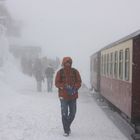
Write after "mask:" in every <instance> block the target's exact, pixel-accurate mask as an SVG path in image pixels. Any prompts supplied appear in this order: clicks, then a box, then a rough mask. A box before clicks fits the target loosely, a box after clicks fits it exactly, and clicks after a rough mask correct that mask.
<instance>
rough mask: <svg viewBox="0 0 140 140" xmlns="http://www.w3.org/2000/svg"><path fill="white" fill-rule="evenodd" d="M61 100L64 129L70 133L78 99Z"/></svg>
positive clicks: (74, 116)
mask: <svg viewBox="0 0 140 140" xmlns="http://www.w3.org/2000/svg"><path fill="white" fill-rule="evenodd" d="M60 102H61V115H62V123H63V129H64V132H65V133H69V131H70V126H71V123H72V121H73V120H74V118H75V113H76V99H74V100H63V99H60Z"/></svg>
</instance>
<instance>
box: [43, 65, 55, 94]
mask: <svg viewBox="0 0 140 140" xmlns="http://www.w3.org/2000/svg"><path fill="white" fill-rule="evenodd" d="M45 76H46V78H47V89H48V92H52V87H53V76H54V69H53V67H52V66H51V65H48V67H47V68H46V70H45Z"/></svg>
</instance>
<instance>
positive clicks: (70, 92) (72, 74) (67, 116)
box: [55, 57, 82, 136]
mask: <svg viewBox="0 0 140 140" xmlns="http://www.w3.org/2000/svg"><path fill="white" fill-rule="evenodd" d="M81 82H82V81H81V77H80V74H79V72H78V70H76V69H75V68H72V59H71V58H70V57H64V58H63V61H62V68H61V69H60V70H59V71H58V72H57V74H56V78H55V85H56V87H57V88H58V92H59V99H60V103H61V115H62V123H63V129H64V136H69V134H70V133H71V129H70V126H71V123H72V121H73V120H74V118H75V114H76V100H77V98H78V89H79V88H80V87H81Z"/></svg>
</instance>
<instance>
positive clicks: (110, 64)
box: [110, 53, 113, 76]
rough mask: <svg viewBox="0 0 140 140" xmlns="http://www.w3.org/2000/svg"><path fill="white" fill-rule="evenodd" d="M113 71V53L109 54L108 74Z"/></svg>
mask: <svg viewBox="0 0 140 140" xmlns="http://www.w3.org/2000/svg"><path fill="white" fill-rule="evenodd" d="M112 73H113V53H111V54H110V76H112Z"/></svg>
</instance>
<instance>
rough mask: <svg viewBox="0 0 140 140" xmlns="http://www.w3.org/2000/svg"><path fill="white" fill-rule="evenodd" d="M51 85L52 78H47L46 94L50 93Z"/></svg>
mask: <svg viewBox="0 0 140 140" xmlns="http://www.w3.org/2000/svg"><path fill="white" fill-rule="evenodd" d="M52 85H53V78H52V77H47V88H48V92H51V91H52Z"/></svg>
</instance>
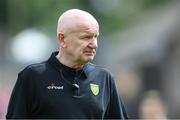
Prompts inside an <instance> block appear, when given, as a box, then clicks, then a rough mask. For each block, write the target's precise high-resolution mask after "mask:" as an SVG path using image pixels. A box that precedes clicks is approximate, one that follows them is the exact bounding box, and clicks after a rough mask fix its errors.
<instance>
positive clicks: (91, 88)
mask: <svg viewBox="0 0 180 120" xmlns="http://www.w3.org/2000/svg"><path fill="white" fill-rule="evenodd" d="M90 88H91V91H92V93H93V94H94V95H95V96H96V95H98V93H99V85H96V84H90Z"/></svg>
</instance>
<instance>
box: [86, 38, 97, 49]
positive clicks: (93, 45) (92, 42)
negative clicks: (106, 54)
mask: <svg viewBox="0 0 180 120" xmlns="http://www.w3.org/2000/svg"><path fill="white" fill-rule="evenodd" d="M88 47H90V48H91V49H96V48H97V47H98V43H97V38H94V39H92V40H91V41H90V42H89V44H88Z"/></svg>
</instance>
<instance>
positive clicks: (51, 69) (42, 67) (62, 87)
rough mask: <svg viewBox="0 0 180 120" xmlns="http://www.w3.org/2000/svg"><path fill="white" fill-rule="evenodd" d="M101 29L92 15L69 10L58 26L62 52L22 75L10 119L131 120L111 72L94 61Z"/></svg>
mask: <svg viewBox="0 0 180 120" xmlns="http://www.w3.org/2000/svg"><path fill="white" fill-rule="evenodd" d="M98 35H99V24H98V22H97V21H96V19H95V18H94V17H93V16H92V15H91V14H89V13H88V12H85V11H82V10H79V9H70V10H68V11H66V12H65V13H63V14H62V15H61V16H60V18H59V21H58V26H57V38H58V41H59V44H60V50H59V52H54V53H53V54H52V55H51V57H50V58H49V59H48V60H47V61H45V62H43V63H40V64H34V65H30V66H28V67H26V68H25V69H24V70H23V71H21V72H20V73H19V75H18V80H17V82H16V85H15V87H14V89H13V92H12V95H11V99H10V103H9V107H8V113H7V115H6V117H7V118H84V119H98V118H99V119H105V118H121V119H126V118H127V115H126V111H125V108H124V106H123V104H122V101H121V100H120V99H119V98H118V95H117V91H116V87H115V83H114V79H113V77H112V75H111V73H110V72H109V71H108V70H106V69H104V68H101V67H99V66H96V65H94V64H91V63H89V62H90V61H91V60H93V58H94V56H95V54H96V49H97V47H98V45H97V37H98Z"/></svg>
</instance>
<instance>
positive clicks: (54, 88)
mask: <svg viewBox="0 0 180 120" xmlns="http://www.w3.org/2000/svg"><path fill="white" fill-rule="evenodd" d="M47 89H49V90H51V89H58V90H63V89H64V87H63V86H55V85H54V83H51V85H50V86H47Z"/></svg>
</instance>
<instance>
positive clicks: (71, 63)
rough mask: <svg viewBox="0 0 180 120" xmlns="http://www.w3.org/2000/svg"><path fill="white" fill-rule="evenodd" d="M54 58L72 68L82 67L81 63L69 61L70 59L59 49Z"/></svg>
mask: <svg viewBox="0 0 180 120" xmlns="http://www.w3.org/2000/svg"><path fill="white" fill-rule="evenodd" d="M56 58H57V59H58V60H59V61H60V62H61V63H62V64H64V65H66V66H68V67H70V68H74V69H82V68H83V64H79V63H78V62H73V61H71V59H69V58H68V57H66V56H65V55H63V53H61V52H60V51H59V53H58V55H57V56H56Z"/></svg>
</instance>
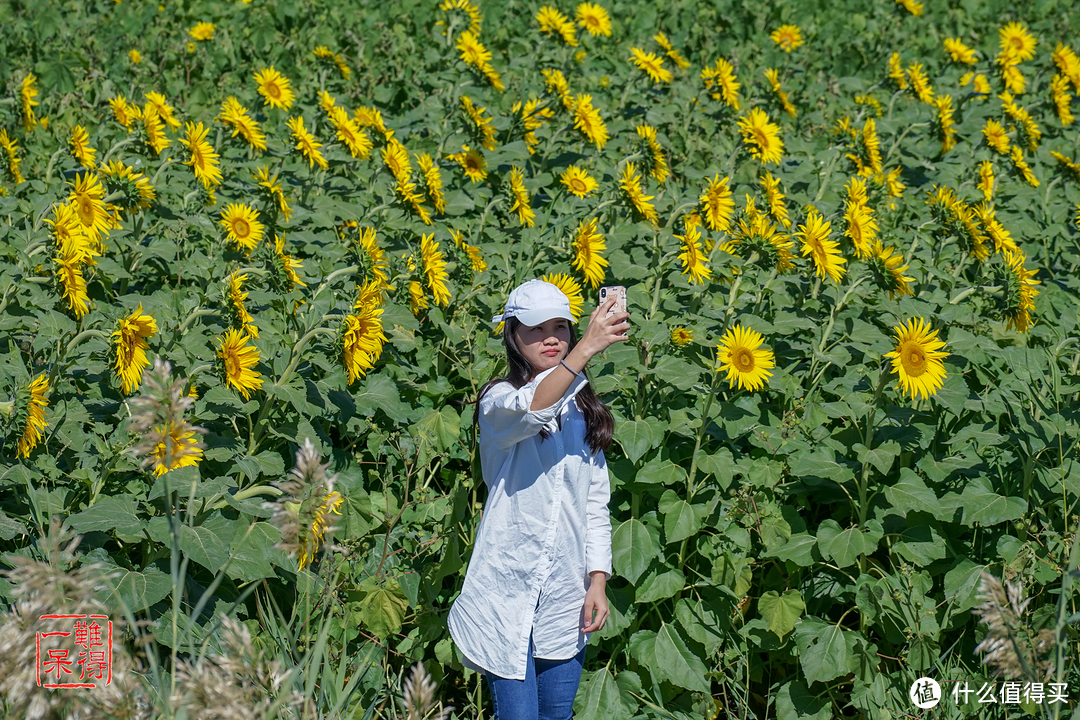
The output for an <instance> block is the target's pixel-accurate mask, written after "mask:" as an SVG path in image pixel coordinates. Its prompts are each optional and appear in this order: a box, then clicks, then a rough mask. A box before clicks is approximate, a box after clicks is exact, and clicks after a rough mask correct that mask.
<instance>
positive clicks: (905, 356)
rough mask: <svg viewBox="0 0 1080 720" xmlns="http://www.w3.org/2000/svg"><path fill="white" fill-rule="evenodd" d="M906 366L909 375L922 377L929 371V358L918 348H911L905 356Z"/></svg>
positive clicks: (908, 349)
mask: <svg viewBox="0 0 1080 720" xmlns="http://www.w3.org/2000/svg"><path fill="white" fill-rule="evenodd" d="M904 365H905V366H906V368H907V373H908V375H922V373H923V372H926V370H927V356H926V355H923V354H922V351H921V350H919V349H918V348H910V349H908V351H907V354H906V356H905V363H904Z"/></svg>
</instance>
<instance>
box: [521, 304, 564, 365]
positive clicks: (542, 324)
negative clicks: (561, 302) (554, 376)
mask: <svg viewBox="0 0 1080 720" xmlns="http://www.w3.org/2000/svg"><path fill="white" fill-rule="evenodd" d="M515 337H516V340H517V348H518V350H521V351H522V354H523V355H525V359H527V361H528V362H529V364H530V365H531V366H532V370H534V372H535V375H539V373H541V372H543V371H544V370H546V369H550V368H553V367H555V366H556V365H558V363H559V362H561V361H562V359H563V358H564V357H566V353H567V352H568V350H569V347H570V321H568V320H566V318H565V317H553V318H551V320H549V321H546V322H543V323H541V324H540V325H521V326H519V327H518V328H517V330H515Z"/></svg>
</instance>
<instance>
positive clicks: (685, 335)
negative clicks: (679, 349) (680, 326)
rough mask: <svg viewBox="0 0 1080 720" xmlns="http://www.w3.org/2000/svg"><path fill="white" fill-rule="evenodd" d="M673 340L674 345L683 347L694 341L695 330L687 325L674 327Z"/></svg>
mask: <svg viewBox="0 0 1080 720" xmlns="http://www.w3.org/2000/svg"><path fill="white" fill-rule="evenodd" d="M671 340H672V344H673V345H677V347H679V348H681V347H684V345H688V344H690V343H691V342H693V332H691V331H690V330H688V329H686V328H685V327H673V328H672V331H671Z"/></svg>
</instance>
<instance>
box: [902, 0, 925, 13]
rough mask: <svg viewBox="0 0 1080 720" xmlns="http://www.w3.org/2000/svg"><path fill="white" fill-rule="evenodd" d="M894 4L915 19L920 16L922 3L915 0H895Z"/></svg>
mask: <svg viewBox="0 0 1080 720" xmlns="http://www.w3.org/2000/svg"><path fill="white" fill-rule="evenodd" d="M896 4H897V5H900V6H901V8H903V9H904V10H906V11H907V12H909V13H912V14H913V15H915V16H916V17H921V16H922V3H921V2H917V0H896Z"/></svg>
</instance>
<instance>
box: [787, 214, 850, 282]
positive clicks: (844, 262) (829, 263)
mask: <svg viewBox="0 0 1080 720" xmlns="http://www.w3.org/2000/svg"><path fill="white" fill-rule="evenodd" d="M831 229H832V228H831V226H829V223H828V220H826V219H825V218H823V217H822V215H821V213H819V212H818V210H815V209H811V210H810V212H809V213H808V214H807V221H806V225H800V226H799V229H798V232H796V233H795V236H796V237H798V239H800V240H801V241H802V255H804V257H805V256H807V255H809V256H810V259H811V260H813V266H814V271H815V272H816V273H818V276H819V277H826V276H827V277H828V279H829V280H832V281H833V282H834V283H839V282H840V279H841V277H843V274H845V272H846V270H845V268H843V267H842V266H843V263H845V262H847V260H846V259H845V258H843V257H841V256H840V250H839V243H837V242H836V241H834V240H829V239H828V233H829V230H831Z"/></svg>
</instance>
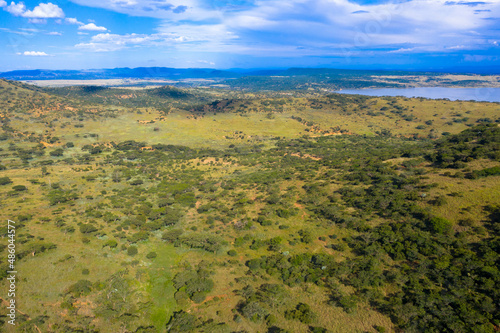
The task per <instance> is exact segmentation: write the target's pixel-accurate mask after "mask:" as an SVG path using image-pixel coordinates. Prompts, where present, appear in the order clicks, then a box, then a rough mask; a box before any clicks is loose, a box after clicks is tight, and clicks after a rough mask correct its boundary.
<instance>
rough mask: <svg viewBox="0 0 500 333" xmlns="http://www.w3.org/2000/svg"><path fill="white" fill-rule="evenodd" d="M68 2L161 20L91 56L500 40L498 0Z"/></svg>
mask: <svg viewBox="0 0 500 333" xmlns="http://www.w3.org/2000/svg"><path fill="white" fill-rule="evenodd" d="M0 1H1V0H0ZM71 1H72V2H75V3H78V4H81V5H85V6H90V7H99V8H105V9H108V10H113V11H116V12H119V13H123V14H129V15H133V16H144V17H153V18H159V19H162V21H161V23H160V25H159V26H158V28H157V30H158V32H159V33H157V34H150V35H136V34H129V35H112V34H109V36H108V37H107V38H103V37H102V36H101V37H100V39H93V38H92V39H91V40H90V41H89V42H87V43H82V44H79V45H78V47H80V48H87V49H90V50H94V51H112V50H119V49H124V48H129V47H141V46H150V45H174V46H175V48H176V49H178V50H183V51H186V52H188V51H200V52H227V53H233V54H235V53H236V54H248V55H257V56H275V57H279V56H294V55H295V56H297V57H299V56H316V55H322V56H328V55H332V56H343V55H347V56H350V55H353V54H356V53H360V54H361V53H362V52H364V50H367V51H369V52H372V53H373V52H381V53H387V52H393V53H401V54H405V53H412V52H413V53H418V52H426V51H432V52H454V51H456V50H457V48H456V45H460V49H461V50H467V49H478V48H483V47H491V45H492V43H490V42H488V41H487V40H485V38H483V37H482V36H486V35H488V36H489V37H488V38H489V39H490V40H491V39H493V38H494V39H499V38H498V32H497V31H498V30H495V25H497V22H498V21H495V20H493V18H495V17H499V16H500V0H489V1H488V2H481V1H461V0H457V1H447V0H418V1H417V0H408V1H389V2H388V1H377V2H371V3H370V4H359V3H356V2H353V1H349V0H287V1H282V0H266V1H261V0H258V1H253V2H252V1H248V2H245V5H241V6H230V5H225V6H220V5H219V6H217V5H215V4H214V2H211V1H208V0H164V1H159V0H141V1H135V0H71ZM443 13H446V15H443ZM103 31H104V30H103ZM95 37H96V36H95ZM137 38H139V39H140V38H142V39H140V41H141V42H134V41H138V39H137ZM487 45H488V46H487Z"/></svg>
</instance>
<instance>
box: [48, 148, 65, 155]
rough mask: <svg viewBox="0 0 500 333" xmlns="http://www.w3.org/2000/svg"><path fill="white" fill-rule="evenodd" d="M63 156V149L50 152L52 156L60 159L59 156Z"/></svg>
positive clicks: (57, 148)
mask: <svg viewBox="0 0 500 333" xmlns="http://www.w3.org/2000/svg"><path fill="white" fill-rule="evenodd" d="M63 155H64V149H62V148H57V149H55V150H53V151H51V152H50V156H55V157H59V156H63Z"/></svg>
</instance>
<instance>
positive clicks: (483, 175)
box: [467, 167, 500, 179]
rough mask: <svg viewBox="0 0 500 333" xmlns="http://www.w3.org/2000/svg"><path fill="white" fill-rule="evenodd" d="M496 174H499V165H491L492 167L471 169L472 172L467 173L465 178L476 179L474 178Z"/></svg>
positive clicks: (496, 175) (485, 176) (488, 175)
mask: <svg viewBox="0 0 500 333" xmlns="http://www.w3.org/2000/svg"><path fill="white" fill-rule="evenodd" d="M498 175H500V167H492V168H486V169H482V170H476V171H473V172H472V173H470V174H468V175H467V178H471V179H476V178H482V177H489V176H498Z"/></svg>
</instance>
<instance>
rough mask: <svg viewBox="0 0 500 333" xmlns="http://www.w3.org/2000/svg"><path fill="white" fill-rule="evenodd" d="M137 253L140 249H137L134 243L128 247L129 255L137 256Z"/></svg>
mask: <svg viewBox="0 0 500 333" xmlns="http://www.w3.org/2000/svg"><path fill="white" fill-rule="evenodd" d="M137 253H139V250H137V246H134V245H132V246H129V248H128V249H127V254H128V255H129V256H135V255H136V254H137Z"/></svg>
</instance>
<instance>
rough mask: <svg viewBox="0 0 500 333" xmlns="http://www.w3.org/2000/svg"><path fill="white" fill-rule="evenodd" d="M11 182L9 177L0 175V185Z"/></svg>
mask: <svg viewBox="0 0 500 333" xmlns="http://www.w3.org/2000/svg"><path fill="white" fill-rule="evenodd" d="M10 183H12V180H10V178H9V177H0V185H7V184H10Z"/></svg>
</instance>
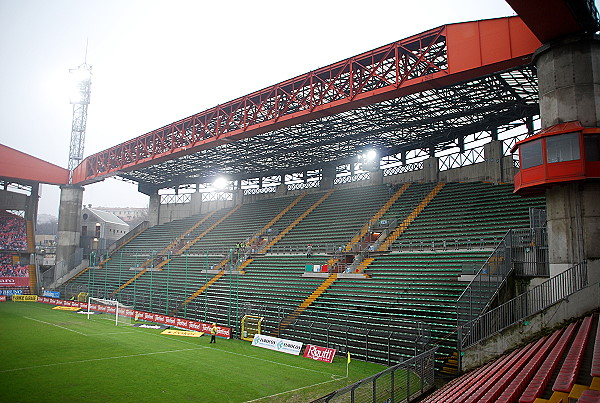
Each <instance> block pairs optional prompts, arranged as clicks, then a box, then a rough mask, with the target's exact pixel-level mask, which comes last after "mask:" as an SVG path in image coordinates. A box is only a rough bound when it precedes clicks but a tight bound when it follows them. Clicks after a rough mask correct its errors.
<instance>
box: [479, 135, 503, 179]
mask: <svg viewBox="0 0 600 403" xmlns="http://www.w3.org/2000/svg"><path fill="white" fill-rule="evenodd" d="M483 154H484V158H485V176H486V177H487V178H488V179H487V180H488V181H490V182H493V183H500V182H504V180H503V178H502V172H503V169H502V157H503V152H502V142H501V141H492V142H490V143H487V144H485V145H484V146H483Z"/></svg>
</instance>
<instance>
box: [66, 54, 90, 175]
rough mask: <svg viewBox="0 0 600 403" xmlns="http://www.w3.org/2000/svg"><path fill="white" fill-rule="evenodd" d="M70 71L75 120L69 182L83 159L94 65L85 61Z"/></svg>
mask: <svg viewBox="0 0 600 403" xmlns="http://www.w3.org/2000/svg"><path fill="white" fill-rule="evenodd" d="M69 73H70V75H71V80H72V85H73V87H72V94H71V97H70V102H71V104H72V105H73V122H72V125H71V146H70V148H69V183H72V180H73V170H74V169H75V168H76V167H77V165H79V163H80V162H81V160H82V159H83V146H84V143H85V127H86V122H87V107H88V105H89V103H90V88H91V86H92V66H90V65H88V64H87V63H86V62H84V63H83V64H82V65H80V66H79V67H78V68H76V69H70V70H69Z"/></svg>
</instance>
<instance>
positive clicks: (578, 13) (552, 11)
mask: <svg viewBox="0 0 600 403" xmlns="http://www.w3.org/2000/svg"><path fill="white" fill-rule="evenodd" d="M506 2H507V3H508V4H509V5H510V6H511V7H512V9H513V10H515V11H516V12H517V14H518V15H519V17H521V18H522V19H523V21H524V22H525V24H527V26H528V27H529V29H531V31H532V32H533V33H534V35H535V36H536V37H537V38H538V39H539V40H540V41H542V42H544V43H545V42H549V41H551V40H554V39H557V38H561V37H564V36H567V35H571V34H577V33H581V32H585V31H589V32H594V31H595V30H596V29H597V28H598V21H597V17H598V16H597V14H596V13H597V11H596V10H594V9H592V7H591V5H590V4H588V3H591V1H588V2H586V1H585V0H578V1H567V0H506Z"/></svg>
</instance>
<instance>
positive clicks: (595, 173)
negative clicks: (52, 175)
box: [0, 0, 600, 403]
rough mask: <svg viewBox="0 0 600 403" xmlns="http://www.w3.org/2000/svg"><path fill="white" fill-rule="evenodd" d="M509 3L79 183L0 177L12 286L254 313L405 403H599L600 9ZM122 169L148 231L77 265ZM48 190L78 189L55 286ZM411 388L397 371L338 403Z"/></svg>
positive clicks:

■ ■ ■ ■

* _WHAT YOU WILL DO_
Retype, exactly as written, each line from the one that has "3L79 183L0 177L12" to the bottom of the entries above, and include both of those lines.

* _ANSWER TO THIS TASK_
rough mask: <svg viewBox="0 0 600 403" xmlns="http://www.w3.org/2000/svg"><path fill="white" fill-rule="evenodd" d="M509 3L79 183L0 177L12 286L254 313L405 403H599L600 9ZM122 169L148 231L77 265ZM48 190L78 189L55 286ZM411 388L397 371L338 403Z"/></svg>
positive clicks:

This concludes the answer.